Editörün Notu: Aşağıdaki kısım Bob Avakian’ın Yeni Komünizm – Gerçek Bir Devrim ve Kökten Yeni Bir Toplum İçin Gerçek Kurtuluşa Giden Yolda Bilim, Strateji ve Önderlik kitabı içinden aktarılmıştır.
Kaynak için ayrıca bkz: Excerpts from a major new work by Bob Avakian: The Science, The Strategy, The Leadership for An Actual Revolution, And A Radically New Society on the Road to Real Emancipation (revcom.us)
Şimdi epistemoloji sorusuna geri dönelim; hatta daha belirgin olarak epistemoloji ve ahlak sorusuna dönelim. Bu konuya değinmiştim ve bu da yine BAsics içinde yer alıyor. Epistemoloji ve ahlakın buluştuğu bir nokta var. Bu ne anlama geliyor? Bu şu demek: Siz eğer bazı şeyleri anlamaya başlarsanız, soru kendiliğinden ortaya çıkar: Peki bu anladığınla ne yapacaksın? Bunun peşinden mi gideceksin, ona yüz mü çevireceksin, ona hile mi katacaksın, su mu karıştıracaksın, yoksa başka bir şeye mi dönüştüreceksin? Epistemoloji ve ahlakın buluştuğu noktalar bunlardır. Ve bu yalnızca bir kere olmaz, bu durum hayatta herkes için sürekli olarak tekrarlanır. Zorluklar tekrar tekrar kendini gösterir. Hayat ve dünya hakkında bir şeyler öğrenirken bu öğrendiklerinizle ne yapacaksınız?

> [Görevler]
(a) Epistemoloji ve ahlak üzerine olan metne göre bu konu, aktarıldığı kitabın dışında hangi eserde de yer alıyor?
(b) Epistemoloji ve ahlak üzerine olan metinde, anlaşılan bir şeyle ne yapılacağı sorulurken sıralanan seçeneklerin tamamını yazın.

> [Veri Kümesi]
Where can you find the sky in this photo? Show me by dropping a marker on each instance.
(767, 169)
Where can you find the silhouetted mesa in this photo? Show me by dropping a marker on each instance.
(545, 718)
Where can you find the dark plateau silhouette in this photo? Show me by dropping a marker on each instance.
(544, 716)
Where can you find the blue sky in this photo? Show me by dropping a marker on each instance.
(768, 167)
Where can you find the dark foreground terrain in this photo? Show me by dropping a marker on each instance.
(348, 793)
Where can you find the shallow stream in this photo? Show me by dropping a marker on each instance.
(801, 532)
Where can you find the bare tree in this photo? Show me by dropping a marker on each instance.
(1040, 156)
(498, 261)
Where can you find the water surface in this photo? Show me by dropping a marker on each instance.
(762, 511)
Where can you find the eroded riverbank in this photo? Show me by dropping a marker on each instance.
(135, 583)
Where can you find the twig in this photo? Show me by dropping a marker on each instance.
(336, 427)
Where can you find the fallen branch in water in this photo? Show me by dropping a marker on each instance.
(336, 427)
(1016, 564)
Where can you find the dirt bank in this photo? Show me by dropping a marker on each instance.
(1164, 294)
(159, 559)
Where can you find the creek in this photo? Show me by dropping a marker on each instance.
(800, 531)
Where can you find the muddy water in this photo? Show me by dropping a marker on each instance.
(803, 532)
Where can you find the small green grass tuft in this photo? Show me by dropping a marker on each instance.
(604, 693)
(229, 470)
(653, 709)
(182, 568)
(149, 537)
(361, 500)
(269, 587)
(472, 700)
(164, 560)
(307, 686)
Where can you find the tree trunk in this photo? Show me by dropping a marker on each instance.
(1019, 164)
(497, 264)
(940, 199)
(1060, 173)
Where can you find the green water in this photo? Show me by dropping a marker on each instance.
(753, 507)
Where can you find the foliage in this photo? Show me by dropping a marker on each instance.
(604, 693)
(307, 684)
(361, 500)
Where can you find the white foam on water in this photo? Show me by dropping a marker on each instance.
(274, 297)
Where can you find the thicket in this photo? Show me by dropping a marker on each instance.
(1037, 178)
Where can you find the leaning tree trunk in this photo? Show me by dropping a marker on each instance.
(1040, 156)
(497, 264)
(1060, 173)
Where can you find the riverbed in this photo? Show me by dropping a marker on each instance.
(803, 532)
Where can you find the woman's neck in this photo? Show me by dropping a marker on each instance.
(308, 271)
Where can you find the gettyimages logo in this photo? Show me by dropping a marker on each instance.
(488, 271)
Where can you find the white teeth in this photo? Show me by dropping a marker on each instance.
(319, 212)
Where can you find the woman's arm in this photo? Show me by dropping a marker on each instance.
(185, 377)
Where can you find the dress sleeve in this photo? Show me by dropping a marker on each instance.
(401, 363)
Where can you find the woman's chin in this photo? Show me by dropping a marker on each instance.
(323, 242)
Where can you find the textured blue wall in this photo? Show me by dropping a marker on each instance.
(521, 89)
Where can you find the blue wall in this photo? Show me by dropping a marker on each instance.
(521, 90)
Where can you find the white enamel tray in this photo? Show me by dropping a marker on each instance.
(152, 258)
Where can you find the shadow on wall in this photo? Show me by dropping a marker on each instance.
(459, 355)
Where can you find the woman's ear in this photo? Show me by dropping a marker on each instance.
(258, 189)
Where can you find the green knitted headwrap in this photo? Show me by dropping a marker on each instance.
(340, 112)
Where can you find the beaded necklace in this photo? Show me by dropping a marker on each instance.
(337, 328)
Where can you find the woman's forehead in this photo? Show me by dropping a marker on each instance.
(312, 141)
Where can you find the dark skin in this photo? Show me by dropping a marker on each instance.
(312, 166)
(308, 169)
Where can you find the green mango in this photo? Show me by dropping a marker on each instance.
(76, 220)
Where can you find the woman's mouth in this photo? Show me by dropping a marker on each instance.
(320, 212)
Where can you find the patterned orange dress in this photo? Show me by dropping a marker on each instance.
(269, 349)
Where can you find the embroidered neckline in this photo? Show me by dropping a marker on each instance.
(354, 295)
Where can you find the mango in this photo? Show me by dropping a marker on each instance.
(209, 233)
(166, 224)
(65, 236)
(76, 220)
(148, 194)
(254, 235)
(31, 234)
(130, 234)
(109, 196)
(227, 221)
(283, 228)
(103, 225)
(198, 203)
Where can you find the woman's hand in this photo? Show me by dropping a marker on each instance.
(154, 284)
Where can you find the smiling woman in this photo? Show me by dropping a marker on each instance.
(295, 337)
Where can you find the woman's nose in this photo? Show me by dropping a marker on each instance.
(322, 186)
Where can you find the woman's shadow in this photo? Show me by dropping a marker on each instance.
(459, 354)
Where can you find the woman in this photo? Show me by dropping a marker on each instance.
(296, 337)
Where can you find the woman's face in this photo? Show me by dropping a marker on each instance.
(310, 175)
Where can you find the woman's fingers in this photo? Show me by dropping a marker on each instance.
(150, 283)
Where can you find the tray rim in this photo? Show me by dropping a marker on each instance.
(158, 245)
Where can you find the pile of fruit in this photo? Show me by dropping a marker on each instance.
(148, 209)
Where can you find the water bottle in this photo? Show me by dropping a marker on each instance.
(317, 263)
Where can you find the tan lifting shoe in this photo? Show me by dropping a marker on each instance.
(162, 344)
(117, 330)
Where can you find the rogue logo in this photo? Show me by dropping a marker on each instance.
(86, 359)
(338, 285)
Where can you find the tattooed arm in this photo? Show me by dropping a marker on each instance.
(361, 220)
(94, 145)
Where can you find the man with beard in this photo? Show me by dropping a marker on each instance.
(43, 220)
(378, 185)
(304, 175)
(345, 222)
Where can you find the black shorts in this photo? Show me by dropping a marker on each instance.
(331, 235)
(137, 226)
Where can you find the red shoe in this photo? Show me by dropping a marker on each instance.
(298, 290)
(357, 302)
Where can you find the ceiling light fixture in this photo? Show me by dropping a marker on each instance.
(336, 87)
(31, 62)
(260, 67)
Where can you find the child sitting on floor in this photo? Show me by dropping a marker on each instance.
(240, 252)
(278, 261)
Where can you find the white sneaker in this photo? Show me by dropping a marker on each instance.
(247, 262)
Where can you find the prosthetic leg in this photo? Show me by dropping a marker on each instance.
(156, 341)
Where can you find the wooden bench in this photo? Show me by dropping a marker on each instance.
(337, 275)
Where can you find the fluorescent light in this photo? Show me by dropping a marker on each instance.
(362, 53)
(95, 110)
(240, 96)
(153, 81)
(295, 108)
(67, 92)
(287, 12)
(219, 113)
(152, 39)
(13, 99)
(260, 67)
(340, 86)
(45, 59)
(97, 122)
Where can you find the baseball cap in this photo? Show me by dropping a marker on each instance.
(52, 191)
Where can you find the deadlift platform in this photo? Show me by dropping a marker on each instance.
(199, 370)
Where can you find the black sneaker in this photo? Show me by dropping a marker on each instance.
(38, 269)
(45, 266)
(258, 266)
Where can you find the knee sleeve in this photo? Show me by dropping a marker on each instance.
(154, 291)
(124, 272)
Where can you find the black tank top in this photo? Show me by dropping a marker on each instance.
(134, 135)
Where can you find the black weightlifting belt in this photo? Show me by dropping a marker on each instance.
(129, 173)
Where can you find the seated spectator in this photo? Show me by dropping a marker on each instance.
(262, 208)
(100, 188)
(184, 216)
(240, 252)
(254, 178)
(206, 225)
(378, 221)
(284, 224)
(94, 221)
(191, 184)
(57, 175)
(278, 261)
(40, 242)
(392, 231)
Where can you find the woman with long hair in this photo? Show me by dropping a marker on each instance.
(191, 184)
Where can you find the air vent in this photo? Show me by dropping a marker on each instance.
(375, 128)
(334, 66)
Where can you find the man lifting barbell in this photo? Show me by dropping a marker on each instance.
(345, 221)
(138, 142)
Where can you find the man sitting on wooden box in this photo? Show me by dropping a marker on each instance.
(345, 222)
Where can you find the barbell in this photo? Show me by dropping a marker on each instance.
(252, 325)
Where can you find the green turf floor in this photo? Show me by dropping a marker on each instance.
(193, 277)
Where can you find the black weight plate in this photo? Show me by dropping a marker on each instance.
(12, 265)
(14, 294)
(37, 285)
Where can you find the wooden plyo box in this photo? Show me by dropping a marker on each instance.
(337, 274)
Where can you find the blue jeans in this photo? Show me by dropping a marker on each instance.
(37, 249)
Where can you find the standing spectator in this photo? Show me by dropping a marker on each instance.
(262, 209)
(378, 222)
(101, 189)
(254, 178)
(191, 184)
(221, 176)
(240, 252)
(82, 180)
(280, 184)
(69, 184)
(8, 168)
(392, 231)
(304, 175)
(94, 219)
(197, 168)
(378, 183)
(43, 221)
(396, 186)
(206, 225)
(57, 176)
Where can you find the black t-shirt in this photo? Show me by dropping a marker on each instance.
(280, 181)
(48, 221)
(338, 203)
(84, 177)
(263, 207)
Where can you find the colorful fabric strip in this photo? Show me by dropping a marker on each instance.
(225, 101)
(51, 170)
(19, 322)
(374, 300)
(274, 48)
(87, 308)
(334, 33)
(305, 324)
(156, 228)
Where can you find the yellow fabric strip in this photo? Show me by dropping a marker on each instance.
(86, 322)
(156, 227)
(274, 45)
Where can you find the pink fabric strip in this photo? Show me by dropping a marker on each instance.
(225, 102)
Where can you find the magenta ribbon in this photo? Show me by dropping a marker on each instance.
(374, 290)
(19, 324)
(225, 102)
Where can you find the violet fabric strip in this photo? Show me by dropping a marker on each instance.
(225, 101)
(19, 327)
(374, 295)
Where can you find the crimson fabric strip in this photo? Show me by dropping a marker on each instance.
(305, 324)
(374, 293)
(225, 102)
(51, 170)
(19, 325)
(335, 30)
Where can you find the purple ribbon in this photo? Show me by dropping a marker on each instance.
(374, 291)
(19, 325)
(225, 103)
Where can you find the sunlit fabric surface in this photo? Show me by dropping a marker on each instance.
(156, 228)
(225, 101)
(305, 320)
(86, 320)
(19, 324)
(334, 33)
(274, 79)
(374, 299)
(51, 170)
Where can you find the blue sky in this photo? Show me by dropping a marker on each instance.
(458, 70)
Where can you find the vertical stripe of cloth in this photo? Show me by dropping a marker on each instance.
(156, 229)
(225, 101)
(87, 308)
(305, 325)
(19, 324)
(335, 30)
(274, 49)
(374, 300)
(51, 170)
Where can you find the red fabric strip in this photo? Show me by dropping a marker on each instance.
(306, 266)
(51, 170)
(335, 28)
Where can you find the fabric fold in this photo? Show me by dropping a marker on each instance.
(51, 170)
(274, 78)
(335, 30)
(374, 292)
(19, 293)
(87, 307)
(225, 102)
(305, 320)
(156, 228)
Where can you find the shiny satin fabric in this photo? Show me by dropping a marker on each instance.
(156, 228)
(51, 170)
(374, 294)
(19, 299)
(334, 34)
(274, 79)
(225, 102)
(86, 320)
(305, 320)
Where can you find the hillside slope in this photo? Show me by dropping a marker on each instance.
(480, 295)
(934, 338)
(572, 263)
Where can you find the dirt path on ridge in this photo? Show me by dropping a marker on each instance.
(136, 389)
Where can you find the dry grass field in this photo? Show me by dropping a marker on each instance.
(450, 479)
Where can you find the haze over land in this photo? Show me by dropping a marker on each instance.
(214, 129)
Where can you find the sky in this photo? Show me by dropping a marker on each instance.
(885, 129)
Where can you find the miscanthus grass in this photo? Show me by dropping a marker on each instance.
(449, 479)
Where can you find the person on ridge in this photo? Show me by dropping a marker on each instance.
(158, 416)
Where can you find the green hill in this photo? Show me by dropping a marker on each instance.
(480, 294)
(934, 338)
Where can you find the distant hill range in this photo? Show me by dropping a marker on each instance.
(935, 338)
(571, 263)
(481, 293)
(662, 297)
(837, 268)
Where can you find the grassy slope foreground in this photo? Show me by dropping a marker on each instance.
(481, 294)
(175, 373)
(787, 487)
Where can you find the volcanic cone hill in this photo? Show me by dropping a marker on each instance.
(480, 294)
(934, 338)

> [Verilen Yanıtlar]
(a) BAsics içinde.

(b)
- Peşinden gitmek
- Ona yüz çevirmek
- Ona hile katmak
- Su karıştırmak
- Başka bir şeye dönüştürmek